START EXCERPTED PASSAGE

September 10, 2019

I’m in the middle of Glacier Bay, Alaska, and there is spotty Internet service today, so I’m flying blind, living on my memory of history alone (plus a few stored memories from my ample historical data files).

It makes me wonder if we would worry so much about the markets if there were no Internet service…

This week was remarkably placid in stock market history 20 years ago, until a dramatic event happened in 2001: In 1999, the Dow centered around 11,000 all week long (September 7-10). The next year (2000), the market enjoyed a second peak around Labor Day (a double top), and then the Dow was eerily calm, not changing more than 45 points in any day, staying right around 11,230 for the first half of September.

The stock market was also unusually placid on Monday, September 10, 2001. The Dow changed less than half a point that day, falling from 9605.9 to 9605.5. (Then came disaster the following morning.)

Going into September 2001, America had enjoyed three straight years of federal budget surpluses, but in the 18 years since 9-11, American boots have been on the ground in Afghanistan for nearly 18 years and in Iraq 16+ years, draining our Treasury and costing thousands of lives and denting our global reputation.

We’re coming up to Constitution Day (more on that next week). In the 230 years since our first President and Congress took power, America became #1 by (mostly) avoiding foreign conflicts and reaping the fruits of Europe’s folly in their own endless warfare. The Louisiana Purchase (1803) doubled the nation’s size for a song ($15 million) due to Napoleon’s need for fast cash to fight wars. President Jefferson then sent Lewis & Clark to explore the West. So vast and forbidding was the far West that Jefferson predicted it would take 1,000 years to populate the frontier to the Pacific Ocean, but it took less than a century.

We laugh at President Trump’s bid to buy Greenland from Denmark, but in 1917 America bought the U.S. Virgin Islands from Denmark for $25 million in gold during World War I, so there is a precedent….

After World War I, in the 1920s, America owned the majority of the world’s automobiles, radios, and other consumer items, because we weren’t devastated by World War I. The same held true for the two bounteous decades after World War II, and then the high-tech 1990s, after the end of the Cold War.

In the 18 years since 9-11, however, we have drained our Treasury. In that way, perhaps, the terrorists scored a victory. Now, 18 years later, we need to decide whether or not we intend to police the planet.

America is (or Was?) the Land of Exploration and Innovation

“Go West, young man, Go West”

– John L. B. Soule, writing in the Terre Haute Express in 1851.

The rallying cry to young men to “go west” was famously picked up by Horace Greeley in the New York Tribune. It overtly referred to “men,” not women, and that is what happened. Almost 100,000 East coast American males answered the gold call in 1849. Another 90,000 men made the difficult trek in 1850. This meant that almost 2% of American males headed west via three very dangerous routes: Panama, the Cape, or overland. After California became a state in 1850, its first official census showed that 92% of the state’s population was male. Gold lured Argonauts from all over the globe. Over 2.5 million immigrants came to America in the 1850s. Then, America bought “Seward’s Folly,” aka Alaska, for just $7.2 million.

END EXCERPTED PASSAGE

Return the portion of the market-history essay that begins with the words containing "In the 18 years since 9-11, however, we" and ends with "police the planet.", reproducing it word for word. Work from the essay's text alone.

START DATASET

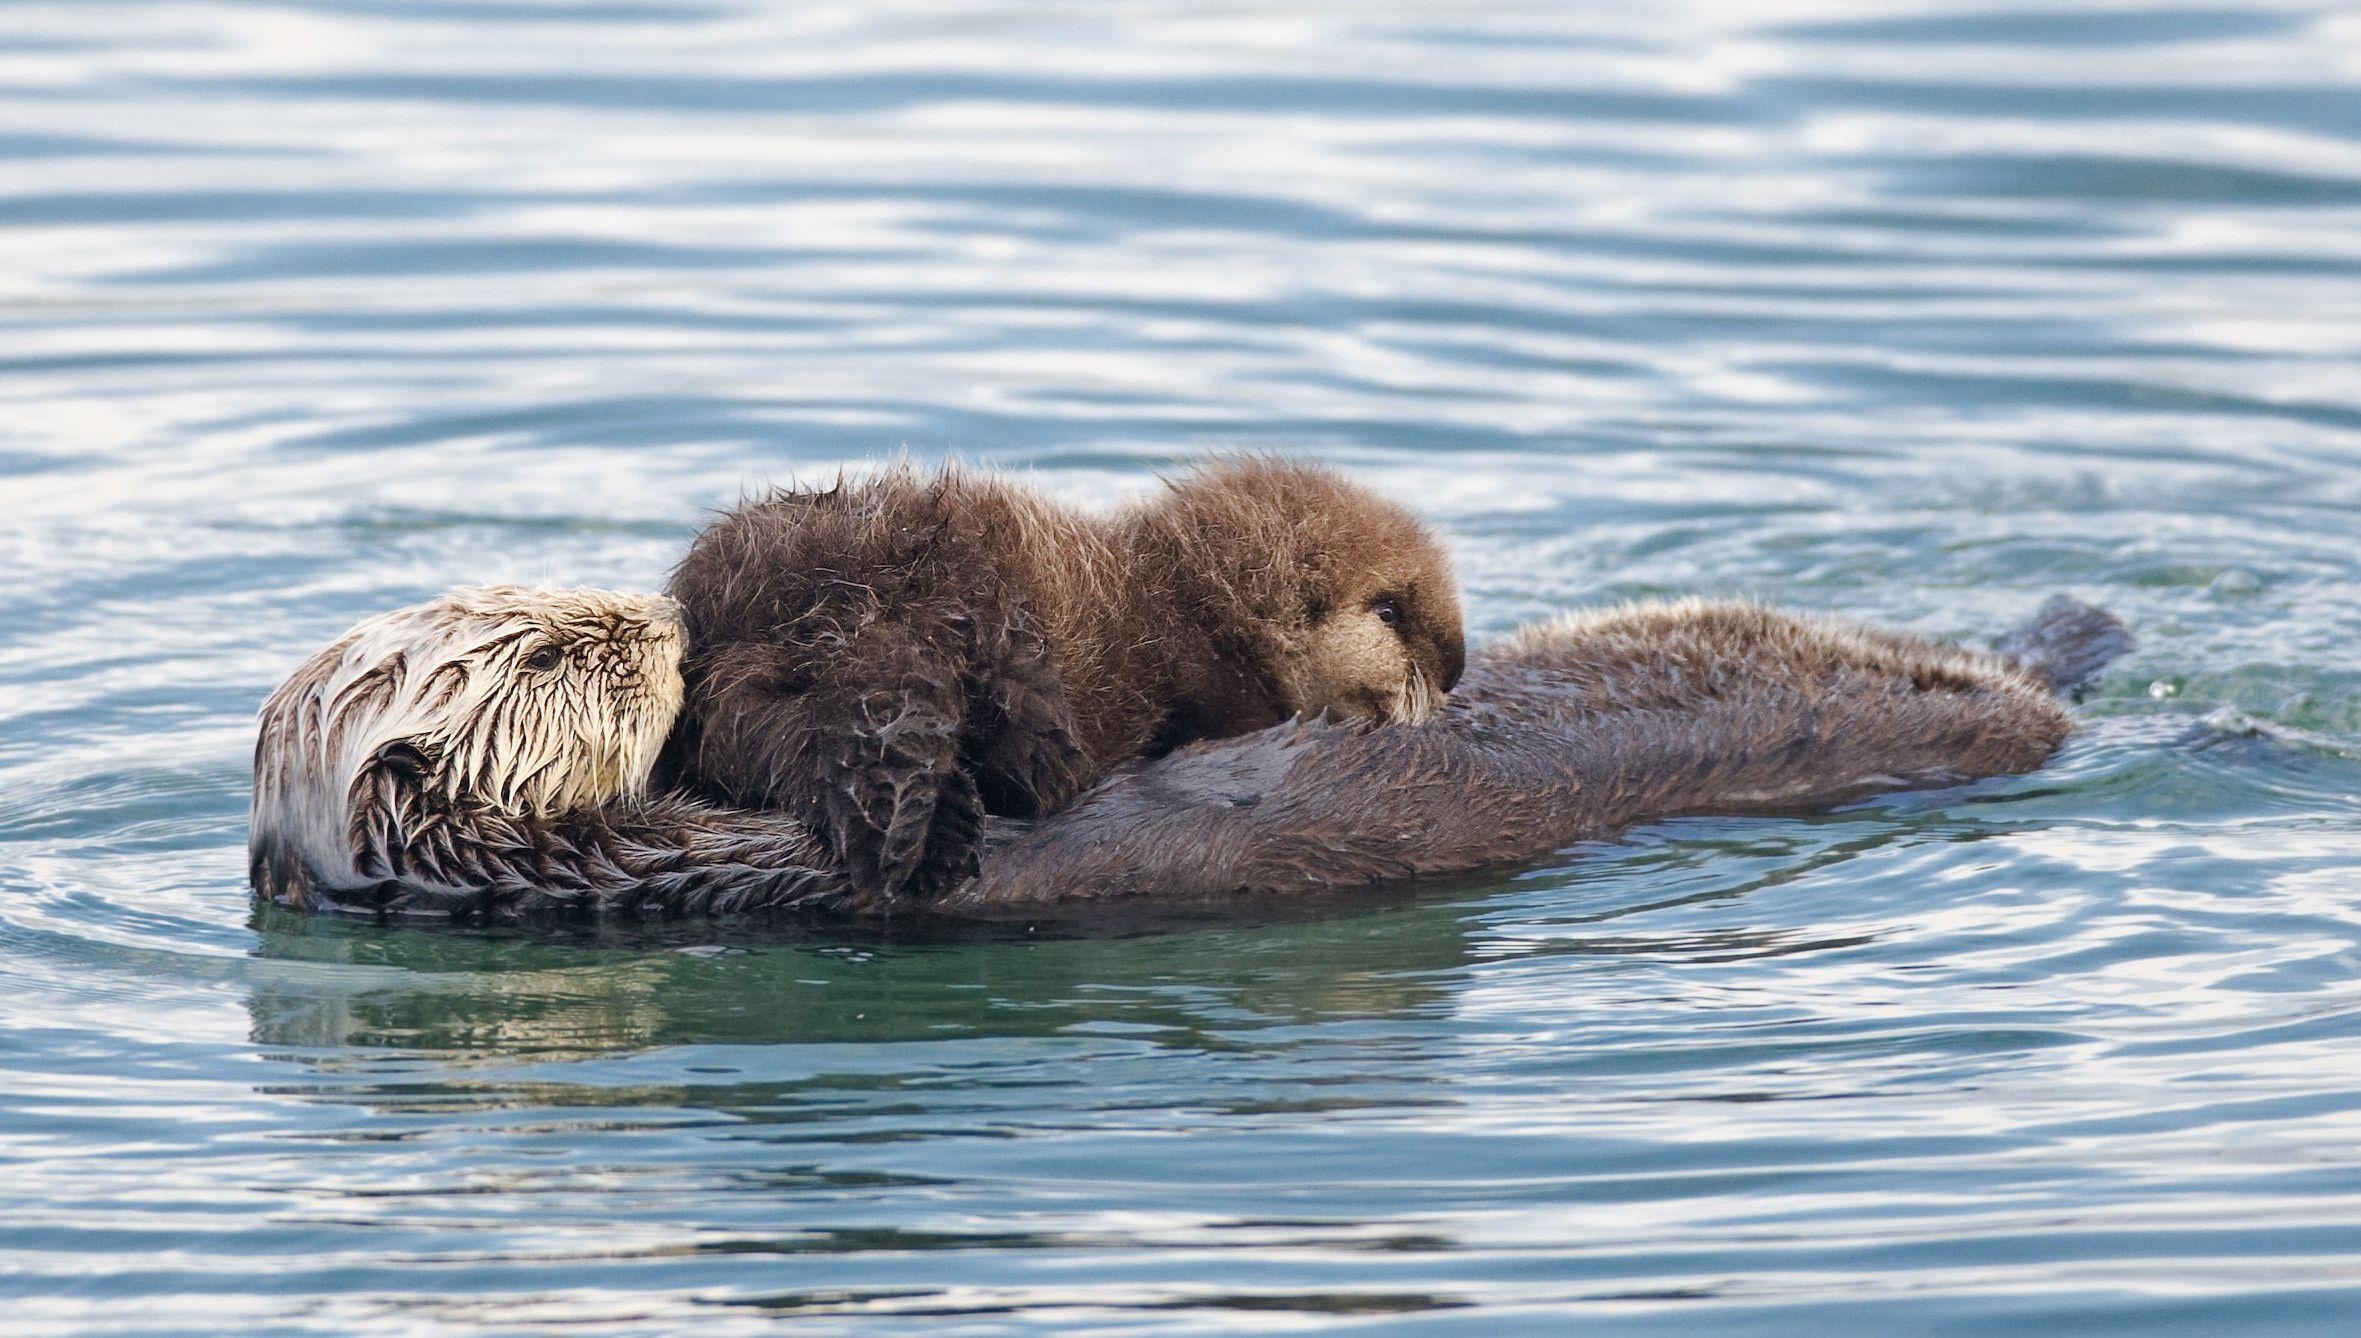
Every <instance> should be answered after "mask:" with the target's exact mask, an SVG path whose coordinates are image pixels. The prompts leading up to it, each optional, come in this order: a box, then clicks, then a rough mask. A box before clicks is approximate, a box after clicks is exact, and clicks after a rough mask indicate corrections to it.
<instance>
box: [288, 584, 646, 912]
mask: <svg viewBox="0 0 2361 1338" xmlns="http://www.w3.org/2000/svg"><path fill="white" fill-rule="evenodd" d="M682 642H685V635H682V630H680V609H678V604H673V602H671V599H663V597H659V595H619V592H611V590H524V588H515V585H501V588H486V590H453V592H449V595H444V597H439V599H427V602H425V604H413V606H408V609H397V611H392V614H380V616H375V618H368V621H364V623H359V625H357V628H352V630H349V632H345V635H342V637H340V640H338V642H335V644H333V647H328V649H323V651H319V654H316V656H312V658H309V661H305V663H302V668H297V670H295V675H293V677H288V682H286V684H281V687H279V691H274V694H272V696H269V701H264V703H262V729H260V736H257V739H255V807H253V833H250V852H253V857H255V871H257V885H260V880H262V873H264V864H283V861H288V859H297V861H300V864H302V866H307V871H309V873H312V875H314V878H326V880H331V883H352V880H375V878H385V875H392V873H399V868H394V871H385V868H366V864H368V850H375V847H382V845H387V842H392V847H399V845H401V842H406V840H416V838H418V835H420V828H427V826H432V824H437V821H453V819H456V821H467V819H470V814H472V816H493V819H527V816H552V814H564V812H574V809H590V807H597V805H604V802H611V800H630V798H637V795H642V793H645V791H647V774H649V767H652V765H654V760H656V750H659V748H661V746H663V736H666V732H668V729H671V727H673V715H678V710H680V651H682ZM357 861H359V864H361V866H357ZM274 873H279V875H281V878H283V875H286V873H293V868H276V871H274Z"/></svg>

END DATASET
START DATASET

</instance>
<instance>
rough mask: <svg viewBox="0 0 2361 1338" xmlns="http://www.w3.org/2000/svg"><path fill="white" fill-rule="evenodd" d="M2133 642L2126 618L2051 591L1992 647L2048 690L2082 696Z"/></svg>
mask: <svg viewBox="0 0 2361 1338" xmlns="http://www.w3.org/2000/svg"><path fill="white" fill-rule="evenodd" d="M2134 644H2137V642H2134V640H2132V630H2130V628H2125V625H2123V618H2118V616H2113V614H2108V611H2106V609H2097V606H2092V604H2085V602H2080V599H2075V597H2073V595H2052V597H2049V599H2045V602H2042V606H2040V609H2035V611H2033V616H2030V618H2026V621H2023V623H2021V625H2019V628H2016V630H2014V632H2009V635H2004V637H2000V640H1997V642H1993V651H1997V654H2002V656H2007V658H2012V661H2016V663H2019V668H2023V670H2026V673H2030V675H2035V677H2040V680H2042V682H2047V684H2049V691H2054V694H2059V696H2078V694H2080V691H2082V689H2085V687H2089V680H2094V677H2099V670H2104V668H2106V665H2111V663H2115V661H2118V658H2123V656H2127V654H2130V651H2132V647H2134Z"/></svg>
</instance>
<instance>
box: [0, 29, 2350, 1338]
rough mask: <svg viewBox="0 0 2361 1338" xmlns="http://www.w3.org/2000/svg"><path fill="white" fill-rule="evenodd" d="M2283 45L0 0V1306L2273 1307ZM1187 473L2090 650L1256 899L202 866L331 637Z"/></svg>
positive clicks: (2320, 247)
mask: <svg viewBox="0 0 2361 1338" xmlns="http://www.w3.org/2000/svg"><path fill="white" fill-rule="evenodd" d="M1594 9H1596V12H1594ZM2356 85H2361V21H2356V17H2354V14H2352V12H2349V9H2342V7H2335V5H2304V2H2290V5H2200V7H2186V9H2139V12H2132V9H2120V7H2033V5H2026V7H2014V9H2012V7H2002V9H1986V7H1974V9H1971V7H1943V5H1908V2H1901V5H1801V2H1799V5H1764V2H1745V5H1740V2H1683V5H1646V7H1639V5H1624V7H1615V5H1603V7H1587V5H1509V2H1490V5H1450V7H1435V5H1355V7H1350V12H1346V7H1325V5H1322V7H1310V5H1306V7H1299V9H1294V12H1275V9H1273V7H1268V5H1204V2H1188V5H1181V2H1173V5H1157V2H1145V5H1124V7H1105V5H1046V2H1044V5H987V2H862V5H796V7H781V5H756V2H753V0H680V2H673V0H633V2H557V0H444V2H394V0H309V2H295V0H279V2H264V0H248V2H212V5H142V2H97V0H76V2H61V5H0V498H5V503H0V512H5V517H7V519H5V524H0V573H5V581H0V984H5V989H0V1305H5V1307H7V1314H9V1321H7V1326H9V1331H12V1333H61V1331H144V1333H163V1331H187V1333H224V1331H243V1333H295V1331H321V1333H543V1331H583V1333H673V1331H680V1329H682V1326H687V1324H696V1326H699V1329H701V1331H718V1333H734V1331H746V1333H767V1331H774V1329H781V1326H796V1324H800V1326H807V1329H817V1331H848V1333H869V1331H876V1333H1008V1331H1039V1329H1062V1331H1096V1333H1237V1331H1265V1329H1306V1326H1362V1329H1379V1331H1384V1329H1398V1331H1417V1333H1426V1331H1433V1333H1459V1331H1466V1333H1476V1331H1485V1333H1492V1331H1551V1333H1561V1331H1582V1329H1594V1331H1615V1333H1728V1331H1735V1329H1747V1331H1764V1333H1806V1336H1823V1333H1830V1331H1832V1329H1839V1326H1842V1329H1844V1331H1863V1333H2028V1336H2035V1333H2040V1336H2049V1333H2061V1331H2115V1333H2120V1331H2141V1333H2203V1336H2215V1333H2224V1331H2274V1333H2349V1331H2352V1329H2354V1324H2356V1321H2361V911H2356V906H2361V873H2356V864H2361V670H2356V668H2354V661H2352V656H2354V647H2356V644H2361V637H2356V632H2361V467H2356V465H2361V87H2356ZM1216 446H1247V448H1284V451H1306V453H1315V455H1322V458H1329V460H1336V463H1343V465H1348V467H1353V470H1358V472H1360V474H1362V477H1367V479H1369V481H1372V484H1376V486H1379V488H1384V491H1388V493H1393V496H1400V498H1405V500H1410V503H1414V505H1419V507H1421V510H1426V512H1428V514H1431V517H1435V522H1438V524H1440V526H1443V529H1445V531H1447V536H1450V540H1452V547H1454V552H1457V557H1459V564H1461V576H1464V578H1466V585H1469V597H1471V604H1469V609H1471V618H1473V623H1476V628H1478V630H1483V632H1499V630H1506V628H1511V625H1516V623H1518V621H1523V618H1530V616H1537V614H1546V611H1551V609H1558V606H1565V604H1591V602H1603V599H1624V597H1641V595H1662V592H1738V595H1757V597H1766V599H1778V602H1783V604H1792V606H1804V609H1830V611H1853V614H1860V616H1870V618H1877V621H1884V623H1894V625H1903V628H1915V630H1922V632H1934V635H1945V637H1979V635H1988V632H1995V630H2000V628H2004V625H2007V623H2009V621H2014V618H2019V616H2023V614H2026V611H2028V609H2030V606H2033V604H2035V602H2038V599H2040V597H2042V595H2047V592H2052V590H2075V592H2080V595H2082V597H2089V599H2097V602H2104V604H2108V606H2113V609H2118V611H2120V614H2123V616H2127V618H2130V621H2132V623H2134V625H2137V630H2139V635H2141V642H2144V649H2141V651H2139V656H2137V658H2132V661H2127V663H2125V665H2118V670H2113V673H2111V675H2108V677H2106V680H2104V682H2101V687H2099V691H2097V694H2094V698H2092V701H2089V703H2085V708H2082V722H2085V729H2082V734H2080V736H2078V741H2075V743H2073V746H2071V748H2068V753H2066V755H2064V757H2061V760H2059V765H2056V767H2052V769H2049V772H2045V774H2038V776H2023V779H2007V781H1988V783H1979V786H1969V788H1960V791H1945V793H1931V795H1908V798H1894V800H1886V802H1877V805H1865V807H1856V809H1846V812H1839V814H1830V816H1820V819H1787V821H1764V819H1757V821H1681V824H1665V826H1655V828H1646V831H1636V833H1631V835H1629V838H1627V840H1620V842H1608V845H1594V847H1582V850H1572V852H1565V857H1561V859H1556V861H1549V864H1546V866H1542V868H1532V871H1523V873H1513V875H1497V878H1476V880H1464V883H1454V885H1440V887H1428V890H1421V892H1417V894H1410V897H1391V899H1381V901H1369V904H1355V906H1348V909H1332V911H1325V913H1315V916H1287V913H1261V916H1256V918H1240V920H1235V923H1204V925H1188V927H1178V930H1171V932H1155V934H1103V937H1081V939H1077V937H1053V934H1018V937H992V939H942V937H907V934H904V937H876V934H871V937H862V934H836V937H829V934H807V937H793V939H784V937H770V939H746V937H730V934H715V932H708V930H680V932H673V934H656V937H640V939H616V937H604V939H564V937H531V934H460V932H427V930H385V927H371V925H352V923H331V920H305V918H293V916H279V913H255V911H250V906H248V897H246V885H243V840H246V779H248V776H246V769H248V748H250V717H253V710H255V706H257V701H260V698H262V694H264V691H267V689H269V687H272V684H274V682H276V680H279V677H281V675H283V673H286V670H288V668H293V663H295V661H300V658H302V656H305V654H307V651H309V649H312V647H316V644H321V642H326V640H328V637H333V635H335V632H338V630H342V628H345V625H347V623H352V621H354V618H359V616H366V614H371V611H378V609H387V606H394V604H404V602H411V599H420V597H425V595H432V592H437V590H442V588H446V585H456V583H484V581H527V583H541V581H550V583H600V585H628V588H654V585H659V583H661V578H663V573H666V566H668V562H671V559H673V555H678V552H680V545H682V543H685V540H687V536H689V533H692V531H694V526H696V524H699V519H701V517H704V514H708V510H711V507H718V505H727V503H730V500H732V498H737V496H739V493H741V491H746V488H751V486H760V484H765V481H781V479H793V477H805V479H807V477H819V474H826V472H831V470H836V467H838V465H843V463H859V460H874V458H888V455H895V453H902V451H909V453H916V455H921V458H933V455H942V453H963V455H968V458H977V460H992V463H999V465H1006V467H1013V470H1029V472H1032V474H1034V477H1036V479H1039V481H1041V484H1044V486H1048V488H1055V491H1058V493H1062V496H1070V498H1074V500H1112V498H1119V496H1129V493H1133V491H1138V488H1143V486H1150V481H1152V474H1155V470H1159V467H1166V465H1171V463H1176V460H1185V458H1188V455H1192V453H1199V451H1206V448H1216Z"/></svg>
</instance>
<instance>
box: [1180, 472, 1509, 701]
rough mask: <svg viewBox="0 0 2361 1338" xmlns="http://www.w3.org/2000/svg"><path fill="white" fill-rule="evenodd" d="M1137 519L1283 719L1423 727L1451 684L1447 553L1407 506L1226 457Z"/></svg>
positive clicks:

END DATASET
START DATASET

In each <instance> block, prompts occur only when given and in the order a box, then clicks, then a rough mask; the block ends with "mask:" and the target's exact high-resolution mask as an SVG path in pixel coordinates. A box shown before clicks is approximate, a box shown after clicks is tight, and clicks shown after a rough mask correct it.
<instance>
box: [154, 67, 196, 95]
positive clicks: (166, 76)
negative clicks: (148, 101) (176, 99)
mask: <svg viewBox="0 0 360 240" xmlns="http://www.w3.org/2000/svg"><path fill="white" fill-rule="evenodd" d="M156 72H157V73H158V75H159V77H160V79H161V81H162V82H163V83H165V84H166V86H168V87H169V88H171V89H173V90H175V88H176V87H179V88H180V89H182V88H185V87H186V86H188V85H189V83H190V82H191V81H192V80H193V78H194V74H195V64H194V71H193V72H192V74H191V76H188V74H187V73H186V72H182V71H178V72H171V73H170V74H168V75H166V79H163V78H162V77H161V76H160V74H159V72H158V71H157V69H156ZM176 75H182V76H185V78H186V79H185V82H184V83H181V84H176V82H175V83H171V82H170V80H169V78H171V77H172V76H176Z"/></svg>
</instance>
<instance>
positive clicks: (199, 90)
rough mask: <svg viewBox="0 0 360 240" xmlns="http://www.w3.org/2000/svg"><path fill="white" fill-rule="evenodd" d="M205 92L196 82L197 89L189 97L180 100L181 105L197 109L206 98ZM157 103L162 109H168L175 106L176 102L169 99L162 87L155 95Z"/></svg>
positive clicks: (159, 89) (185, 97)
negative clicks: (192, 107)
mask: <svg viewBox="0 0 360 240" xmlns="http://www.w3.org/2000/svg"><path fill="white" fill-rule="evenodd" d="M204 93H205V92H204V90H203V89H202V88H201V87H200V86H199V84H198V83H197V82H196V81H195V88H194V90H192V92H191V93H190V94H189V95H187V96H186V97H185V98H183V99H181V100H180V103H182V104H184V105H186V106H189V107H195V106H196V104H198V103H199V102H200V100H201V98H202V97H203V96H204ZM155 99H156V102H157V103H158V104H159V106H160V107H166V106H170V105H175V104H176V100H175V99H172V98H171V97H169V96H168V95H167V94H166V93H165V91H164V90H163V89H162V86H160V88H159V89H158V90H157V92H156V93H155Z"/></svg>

END DATASET

◆ RESULT
In the 18 years since 9-11, however, we have drained our Treasury. In that way, perhaps, the terrorists scored a victory. Now, 18 years later, we need to decide whether or not we intend to police the planet.